> **Text excerpt**:
It read 2.7 and I did it twice with the same result. I am in range so no changes. However since everyone has been noticing and me as well that the Vantus coagucheck XS can register higher than the blood draw, I skipped my salad yesterday. When I did a blood draw the last time, the lab was lower by .4. So that concerned me.
Depending on the valve the range might be different than 2.5 to 3.5. Unfortunately that is the long adapted standard and many Dr's in my experience have no idea that some valves have FDA approval for lower target ranges than that. My valve for instance (On-X) has a target range of 1.5 to 2.0. I like to test above 2 though just in case of fluctuations, but occasionally I dip below.
 

slipkid

Well-known member
Joined
Jun 12, 2014
Messages
186
Location
Schwenksville, PA, USA
Holy smokes!

- Set tester on the bathroom counter.
- Insert test strip.
- Wash and dry hands.
- Poke left side of right middle finger (always works).
- Apply sample to strip.
- Rinse off finger.
- Note result.
- Put it all away.
- Send an e-mail with result later.

Done in two or three minutes beginning to end.
Pretty much same for me. I was shocked to read above that someone was spending like 30-45 minutes for a self test.

I put a paper towel down on the kitchen table
Put the meter on that
Get a lancet set aside
Wash my hands in warm water for about 1 minute
Do the test, write the result in the logbook with the meter, and also on my calendar
Phone in the result

That is about it, expect that quite often I have to prick more than one finger to get a big enough blooddrop. I have started writing down in the logbook now what fingers I prick each week so I can try to avoid those the following week and use one better healed/softer/etc
 

Warrick

Well-known member
Joined
Dec 27, 2015
Messages
612
Location
New Zealand
On the lab/ meter front I haven’t had a blood draw INR test since the 5 days I spent in hospital for my AVR in 2015.
My lab uses the XS plus (the flash hospital ones that get calibrated every day) and the most their test and mine have been out by is around 0.2 I think, so theres absolutely no reason not to fully trust my meter, although I’ll admit it did take me a while to have full faith in what I was doing.
 

Sheenas7

Well-known member
Joined
Apr 22, 2014
Messages
120
Location
Va, Fairfax County
Depending on the valve the range might be different than 2.5 to 3.5. Unfortunately that is the long adapted standard and many Dr's in my experience have no idea that some valves have FDA approval for lower target ranges than that. My valve for instance (On-X) has a target range of 1.5 to 2.0. I like to test above 2 though just in case of fluctuations, but occasionally I dip below.
Interesting. I have the St Judes mitral since 2001.
Also permanent atrial fibrillations which I don’t feel because I have a complete heart block and thus I also have a pacemaker since 1974. Long road since my first surgery in 1957. That was pioneer surgery and caused me the complete heart block.
 

Sheenas7

Well-known member
Joined
Apr 22, 2014
Messages
120
Location
Va, Fairfax County
I have two questions that I wonder if someone here knows the answer. First I use the Vantus and the service from Roche which was now bought by BioTel Heart, effective June 23, 2020. So far nothing has changed. I was told by letter.
Does the Vantus machine calibrate automatically? In other words the labs do a test to see if it is standardized. I may not be explaining this well. Does our machine self- checks itself that it is giving correct measurements and the strips are ok?
I remember there were re-calls and alerts with the strips in 2018.

> **Work instructions**:
Copy word for word the stretch of the forum thread on home INR testing from "- Rinse off" through "a self test.". You won't need the lines that come next.

> **Material provided**:

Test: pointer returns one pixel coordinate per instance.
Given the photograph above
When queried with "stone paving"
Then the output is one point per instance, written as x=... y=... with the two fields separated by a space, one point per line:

> **Result for this exercise**:
- Rinse off finger.
- Note result.
- Put it all away.
- Send an e-mail with result later.

Done in two or three minutes beginning to end.
Pretty much same for me. I was shocked to read above that someone was spending like 30-45 minutes for a self test.